→ What you are asked to do:
The answer should match the records character for character.
---
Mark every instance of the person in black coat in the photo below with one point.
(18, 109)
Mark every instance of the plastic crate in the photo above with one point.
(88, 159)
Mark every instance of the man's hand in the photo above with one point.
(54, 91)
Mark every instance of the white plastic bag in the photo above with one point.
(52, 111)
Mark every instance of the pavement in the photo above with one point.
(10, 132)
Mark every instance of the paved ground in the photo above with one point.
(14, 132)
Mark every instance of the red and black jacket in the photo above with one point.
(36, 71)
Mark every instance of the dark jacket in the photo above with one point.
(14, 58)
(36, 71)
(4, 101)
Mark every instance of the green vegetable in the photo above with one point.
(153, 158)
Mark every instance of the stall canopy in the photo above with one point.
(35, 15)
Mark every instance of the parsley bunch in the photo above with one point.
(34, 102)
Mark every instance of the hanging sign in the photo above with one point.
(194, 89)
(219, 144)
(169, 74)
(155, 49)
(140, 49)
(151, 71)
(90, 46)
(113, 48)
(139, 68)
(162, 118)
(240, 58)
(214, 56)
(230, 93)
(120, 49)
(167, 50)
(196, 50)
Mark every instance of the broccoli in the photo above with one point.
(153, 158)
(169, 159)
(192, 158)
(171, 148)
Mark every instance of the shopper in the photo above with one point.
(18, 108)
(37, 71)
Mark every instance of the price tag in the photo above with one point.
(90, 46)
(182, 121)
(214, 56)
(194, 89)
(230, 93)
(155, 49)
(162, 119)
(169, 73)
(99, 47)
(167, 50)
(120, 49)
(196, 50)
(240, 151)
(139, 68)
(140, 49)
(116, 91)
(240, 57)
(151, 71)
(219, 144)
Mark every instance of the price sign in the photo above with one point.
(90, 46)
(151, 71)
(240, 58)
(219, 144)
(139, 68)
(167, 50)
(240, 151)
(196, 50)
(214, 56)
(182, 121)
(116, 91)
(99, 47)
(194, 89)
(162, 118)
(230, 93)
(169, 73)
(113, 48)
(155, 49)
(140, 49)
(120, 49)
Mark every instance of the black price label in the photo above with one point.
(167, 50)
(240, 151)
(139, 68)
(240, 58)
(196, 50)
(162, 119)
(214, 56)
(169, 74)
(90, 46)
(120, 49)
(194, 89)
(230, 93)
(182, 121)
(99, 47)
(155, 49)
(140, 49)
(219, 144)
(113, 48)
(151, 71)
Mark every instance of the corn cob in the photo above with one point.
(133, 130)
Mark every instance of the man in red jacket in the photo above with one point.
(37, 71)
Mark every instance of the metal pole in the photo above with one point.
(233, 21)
---
→ Exercise solution:
Mark every instance of the person in black coat in the photo below with one point.
(18, 109)
Mark every instance of the plastic crate in the photo above with one point.
(88, 159)
Mark every instance of the man's hand in the photo above with one point.
(54, 91)
Mark every instance of the white plastic bag in the photo above with one point.
(52, 111)
Mark every instance of the pavement in the photo above with one point.
(10, 132)
Mark every instance of the paved ground in the photo above with one point.
(14, 132)
Mark every instance of the red and black jacket in the photo above with one point.
(36, 71)
Mark every instance of the dark jacket in the photo above with one point.
(14, 58)
(36, 71)
(4, 101)
Mark every instance of the green vegetable in the photo above with one point.
(153, 158)
Mark every instance of the stall canopy in the photo above with one point.
(35, 15)
Mark every instance of the parsley bunch in the photo above with one point.
(34, 102)
Mark every instance of the hanging sign in the photo above with one point.
(194, 89)
(219, 144)
(169, 74)
(155, 49)
(140, 49)
(151, 71)
(90, 46)
(113, 48)
(139, 68)
(162, 118)
(240, 58)
(214, 56)
(230, 93)
(120, 49)
(167, 50)
(196, 50)
Mark every instance of the broccoli in the photo above with one point.
(153, 158)
(169, 159)
(192, 158)
(171, 148)
Mark every instance of the shopper in the photo above with one point.
(18, 108)
(37, 71)
Mark every instance of the price tag in the photo above with one point.
(90, 46)
(182, 121)
(214, 56)
(194, 89)
(230, 93)
(155, 49)
(162, 119)
(169, 73)
(99, 47)
(167, 50)
(120, 49)
(196, 50)
(240, 151)
(139, 68)
(140, 49)
(116, 91)
(240, 57)
(151, 71)
(219, 144)
Mark every instance of the price sign in the photo above with one point.
(90, 46)
(151, 71)
(240, 58)
(219, 144)
(139, 68)
(167, 50)
(240, 151)
(196, 50)
(214, 56)
(182, 121)
(116, 91)
(99, 47)
(194, 89)
(162, 118)
(230, 93)
(169, 73)
(113, 48)
(155, 49)
(140, 49)
(120, 49)
Mark every instance of the black price label in the photo above with one point.
(167, 50)
(240, 151)
(139, 68)
(240, 58)
(196, 50)
(162, 119)
(214, 56)
(169, 74)
(90, 46)
(120, 49)
(194, 89)
(230, 93)
(182, 121)
(99, 47)
(155, 49)
(140, 49)
(219, 144)
(113, 48)
(151, 71)
Mark every instance of the corn cob in the photo above with one point.
(133, 130)
Mark every instance of the man in red jacket in the photo above with one point.
(37, 71)
Mark every instance of the metal pole in the photo above with one point.
(233, 21)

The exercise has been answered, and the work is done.